• Supplied information:
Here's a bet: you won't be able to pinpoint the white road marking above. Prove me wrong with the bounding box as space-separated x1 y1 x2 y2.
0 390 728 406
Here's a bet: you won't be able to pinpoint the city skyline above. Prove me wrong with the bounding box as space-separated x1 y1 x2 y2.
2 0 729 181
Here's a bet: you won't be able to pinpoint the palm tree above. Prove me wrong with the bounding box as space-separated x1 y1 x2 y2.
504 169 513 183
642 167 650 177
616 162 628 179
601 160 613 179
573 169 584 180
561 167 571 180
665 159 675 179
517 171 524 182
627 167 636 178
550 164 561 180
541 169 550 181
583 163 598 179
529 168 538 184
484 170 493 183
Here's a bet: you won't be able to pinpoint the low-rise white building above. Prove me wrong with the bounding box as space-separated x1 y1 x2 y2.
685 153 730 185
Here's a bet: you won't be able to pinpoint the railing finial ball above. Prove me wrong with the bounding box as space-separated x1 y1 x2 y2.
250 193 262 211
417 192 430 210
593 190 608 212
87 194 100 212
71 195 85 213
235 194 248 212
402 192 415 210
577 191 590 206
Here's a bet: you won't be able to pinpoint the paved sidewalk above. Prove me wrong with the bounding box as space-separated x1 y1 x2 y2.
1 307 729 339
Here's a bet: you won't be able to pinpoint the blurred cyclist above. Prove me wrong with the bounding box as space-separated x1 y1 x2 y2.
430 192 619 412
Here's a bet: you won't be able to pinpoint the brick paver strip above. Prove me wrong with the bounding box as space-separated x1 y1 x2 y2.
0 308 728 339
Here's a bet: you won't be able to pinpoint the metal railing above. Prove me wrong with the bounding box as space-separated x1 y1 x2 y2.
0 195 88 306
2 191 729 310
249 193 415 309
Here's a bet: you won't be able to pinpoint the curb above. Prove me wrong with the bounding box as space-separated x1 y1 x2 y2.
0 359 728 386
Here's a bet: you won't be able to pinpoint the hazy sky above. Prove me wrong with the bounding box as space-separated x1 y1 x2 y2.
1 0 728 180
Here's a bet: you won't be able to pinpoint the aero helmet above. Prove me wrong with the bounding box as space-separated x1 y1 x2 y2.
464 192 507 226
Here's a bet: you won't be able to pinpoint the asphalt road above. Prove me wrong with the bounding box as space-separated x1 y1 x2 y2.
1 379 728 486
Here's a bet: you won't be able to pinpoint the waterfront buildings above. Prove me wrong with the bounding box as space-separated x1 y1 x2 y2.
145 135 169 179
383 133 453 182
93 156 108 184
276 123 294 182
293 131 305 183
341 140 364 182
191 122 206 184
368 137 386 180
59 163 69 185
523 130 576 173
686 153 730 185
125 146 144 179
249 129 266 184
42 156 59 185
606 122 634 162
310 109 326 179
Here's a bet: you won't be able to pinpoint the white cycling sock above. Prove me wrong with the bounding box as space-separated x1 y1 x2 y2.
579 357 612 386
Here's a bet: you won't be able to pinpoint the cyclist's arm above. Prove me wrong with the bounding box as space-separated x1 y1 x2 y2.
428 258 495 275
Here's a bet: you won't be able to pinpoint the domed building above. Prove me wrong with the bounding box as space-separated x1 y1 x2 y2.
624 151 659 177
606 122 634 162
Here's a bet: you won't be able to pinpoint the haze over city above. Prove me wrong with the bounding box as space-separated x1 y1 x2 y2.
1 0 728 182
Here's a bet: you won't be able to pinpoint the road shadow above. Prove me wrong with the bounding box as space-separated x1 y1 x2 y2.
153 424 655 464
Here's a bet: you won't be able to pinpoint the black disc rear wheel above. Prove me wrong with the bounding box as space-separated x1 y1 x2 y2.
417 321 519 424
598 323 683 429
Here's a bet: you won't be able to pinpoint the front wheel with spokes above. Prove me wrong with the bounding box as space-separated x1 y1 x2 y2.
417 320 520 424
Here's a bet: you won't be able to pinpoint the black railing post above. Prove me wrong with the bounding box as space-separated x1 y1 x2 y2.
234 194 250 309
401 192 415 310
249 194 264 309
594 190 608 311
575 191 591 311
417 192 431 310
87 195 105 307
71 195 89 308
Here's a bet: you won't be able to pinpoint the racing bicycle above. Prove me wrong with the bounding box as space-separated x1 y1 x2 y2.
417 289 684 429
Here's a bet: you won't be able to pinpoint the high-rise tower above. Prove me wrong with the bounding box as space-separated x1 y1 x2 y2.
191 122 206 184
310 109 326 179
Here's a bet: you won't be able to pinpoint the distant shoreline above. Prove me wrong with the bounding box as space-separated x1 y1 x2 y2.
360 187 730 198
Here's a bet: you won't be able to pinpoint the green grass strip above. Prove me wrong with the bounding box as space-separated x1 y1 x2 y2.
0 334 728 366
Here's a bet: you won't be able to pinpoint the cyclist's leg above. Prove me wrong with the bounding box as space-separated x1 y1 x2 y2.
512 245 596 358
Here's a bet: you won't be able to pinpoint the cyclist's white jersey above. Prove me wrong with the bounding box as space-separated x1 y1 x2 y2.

• Action item:
Set out the complete listing exactly as shown.

• Response to the exercise:
Here's a bet: you won't be able to pinpoint the white road marking above. Prove me wrong with the bounding box as space-separated x1 y1 x2 y2.
0 390 728 406
Here's a bet: you won't be able to pinpoint the city skyline above. Prove me wrong with the bounding box as space-separated x1 y1 x2 y2.
2 0 729 181
Here's a bet: you won't be able to pinpoint the palm tree above. Prove me wrong with the bounding box as space-separated x1 y1 x2 y2.
504 169 513 183
642 167 650 177
616 162 628 179
601 160 613 179
573 169 584 180
561 167 571 180
665 159 675 179
517 171 524 182
627 167 636 178
550 164 561 180
541 169 550 181
583 163 598 179
529 168 538 184
484 170 493 183
Here's a bet: you won't be able to pinpoint the low-rise white building above. Prove me wrong with the bounding box as space-separated x1 y1 x2 y2.
685 153 730 185
Here's a bet: you won't be able to pinpoint the railing finial ball above. Prove me wrong with the bounding box as space-separated x1 y1 x2 y2.
250 193 262 211
417 192 430 210
593 190 608 212
87 194 100 212
71 195 85 213
235 194 248 212
402 192 415 210
577 191 590 206
Here's a bet: you won't be able to pinpoint the paved sidewalk above. Prove me wrong with the bounding box as space-separated x1 y1 x2 y2.
1 307 729 339
Here's a bet: you won't be able to pinpoint the blurred cyclist above. Prove me wrong with the bounding box as space-separated x1 y1 x2 y2.
430 192 619 412
Here's a bet: you won't be able to pinpoint the brick paver strip above. Prove me wrong with the bounding box as space-separated x1 y1 x2 y2.
0 308 728 339
Here's a bet: you won't be able to pinpoint the metal railing above. Prove me wrong with the bounding box as space-separated x1 y1 x2 y2.
0 195 88 306
2 191 729 310
249 193 415 309
Here's a bet: you won't be able to pinpoint the curb above. Prove me wrong with the bounding box as space-separated x1 y1 x2 y2.
0 359 728 386
Here's a bet: you won't be able to pinpoint the hazy sky above. Prove me wrong with the bounding box as space-separated x1 y1 x2 y2.
1 0 728 180
Here's a bet: you won't be able to pinpoint the aero helmet above. Prove me wrong with the bounding box as space-separated x1 y1 x2 y2.
464 192 507 226
Here's a bet: you won't be able to pinpoint the asphalt road above. Prove me wrong with the bounding box as space-separated x1 y1 x2 y2.
1 379 728 486
Here's a bet: you won't be able to pinpoint the waterfront buildings above. Prove me wrong with the bounding box as space-separated x1 y1 x2 y2.
145 135 169 179
383 133 453 182
93 156 108 184
276 123 294 182
293 131 305 183
341 140 364 182
191 122 206 184
368 137 386 180
59 163 69 185
523 130 576 173
686 153 730 185
125 146 144 179
249 129 266 184
42 156 59 185
606 122 634 162
310 109 326 179
Here's a bet: you won't be able to pinpoint the white cycling sock above. Prove me wrong with the bounding box as space-separated x1 y1 x2 y2.
579 357 612 386
Here's a bet: you won't be able to pinpoint the cyclist's arm above. Prove me wrong with the bounding box as space-separated x1 y1 x2 y2.
428 258 495 275
Here's a bet: you won't be able to pinpoint the domed building above. Prove me wrong with the bounding box as space-separated x1 y1 x2 y2.
624 151 659 177
606 122 634 162
Here's a bet: you won't be able to pinpoint the haze over city above. Prove me wrong with the bounding box as space-separated x1 y1 x2 y2.
1 0 728 182
Here's a bet: you won't be able to pinpoint the road shadow above. Prove me wrong with the bounding box as space-separated x1 y1 x2 y2.
153 424 655 464
Here's a bet: you won't be able to pinpoint the black disc rear wheel above. Prove me wrong with the bounding box as space-separated x1 y1 x2 y2.
417 321 519 424
598 323 683 429
Here's a bet: you won't be able to pinpoint the front wheel with spokes above. Prove me wrong with the bounding box as space-separated x1 y1 x2 y2.
417 320 520 424
Here's a bet: you won't be able to pinpoint the black railing post above. Prove me wrong with the bounding box as space-separated x1 y1 x2 y2.
234 194 250 309
401 192 415 310
249 194 264 309
594 190 608 311
575 191 591 311
417 192 431 310
87 195 105 307
71 195 89 308
Here's a bet: you won't be able to pinpoint the racing bicycle above. Prove me wrong with the bounding box as space-separated x1 y1 x2 y2.
417 289 684 429
Here's a bet: you won't be able to pinpoint the high-rise tower above. Prove me wrong with the bounding box as space-separated x1 y1 x2 y2.
191 122 206 184
310 109 326 179
Here's a bet: you won't be able to pinpoint the distant shoreline above. Prove me wrong with the bounding box as space-separated x1 y1 x2 y2.
360 187 730 198
Here's a bet: you won't be able to pinpoint the green grass strip above. Prove me wrong with the bounding box as space-separated x1 y1 x2 y2.
0 334 728 366
Here's a bet: you won't be able to pinpoint the cyclist's leg above. Prove me wrong with the bounding box as space-separated x1 y1 x2 y2.
512 245 596 358
Here's a bet: you won't be able to pinpoint the cyclist's white jersey above. Prove me wrong with the bounding box as space-separated x1 y1 x2 y2.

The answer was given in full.